[Work instruction]
Pull out every line below containing the word "stem".

[Region pointing data]

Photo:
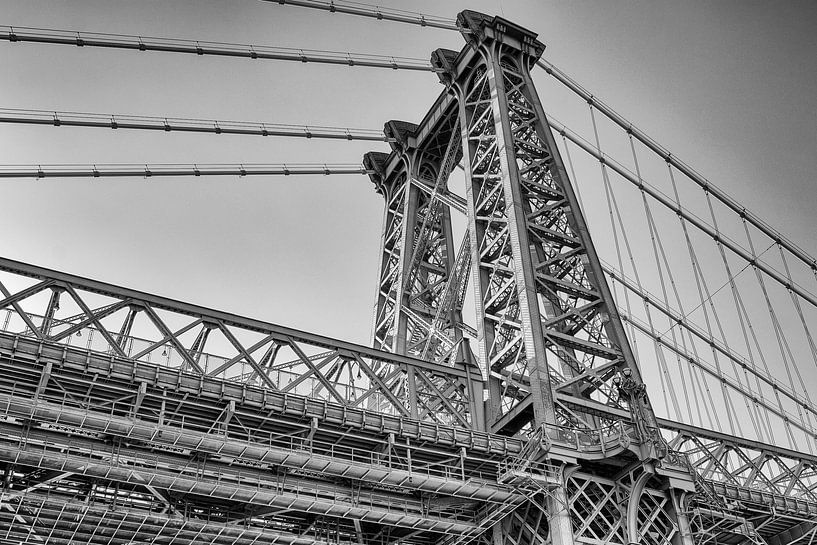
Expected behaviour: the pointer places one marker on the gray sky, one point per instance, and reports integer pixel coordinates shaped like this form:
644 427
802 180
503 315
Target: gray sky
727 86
==
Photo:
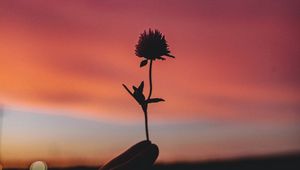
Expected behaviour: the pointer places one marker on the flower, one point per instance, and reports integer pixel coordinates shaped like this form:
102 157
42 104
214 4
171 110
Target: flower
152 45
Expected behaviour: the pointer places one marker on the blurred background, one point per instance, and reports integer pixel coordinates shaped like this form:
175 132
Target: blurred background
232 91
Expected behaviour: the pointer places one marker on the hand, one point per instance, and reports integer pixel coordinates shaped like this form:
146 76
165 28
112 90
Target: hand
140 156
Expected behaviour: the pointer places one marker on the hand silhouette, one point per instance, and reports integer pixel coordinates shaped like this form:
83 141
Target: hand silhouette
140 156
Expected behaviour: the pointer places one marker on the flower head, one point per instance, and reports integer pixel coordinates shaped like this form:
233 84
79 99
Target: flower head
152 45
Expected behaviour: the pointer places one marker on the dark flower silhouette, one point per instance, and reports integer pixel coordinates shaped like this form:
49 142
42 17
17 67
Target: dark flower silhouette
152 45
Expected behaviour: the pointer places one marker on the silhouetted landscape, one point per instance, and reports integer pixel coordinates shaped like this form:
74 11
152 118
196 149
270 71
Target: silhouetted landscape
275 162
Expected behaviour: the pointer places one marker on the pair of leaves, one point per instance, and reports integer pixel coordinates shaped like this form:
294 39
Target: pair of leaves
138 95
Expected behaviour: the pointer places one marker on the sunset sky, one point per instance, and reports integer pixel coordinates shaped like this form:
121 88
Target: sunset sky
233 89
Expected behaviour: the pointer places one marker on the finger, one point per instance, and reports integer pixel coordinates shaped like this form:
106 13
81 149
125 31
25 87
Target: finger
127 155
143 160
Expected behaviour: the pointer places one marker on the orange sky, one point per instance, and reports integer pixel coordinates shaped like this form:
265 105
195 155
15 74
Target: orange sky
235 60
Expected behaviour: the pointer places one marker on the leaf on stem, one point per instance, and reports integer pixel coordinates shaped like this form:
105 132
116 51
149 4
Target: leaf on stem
==
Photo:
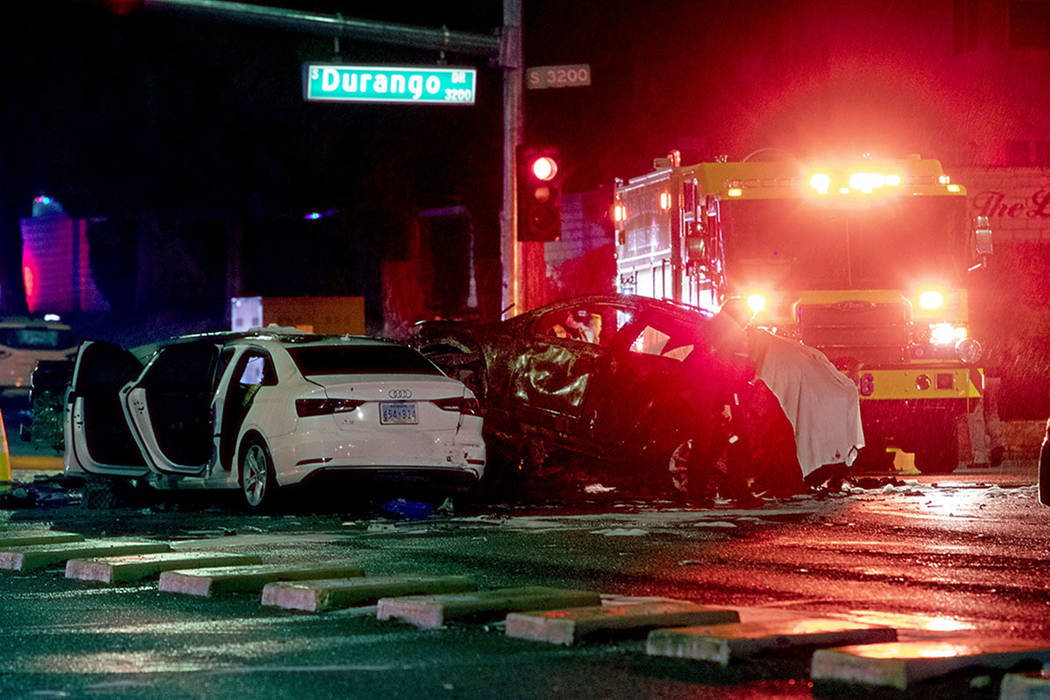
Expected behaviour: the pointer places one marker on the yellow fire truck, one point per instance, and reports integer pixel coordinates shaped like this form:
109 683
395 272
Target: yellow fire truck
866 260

[Response to the exercise]
Expected behaviour: the pointer places one marker on the leaf on stem, one point per instance, and reports integer pixel coordinates shaped like this form:
Target: leaf on stem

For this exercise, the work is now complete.